• _GOAL_
Find each line in the listing below that contains the word "every", and copy those lines.

• _AVAILABLE RECORDS_
————

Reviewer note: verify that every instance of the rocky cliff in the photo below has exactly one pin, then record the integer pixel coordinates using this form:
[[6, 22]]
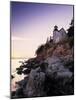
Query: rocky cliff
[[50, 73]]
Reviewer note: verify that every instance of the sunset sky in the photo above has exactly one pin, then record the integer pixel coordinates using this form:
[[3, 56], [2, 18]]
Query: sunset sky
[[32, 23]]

————

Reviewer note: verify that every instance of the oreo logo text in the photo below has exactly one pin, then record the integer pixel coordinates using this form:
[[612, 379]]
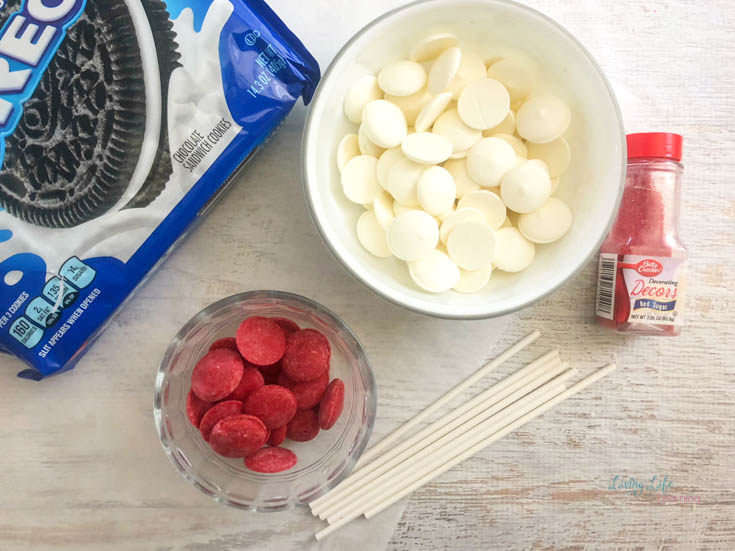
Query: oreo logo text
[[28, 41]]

————

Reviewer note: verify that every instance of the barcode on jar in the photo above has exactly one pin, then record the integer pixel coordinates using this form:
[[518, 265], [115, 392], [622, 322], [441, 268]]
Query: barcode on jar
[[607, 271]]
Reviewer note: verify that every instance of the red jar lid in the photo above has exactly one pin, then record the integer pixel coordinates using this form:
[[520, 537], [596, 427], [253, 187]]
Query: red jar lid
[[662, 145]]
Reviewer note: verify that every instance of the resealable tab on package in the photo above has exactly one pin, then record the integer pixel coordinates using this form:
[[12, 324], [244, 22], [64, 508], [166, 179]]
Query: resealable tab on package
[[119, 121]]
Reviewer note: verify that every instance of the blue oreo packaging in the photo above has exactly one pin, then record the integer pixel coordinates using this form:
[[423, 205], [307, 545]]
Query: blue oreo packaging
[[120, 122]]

————

• _OUTPUT FOR THIS EXERCISE_
Reviewer note: verify that every instance of the rocky cliff in the photo below has exactly one pin, then record the integer pixel coordinates using this form:
Reviewer note: verify that every instance of the sunset sky in the photo above has exactly one pin, then record the integer pixel coordinates using this form:
Reviewer note: verify that every instance of the oreo logo text in the photo below has exactly one pin, then record the integer pixel coordinates using this form:
Reviewer note: verify that every instance of the barcode on jar in the photo above has exactly one pin, then record the integer pixel coordinates using this form:
Reviewer note: verify that every instance of the red jar lid in the photo above has exactly one pin, then record the integer pixel coordinates using this form:
Reviewer note: verify that every instance of the resealable tab on package in the photo above has exactly one pin, then record the integer pixel coordinates using this form:
Reviewer note: verify that every instance of the blue oreo packaging in the photo above has exactly one pin, then record the integer pixel coordinates using this form:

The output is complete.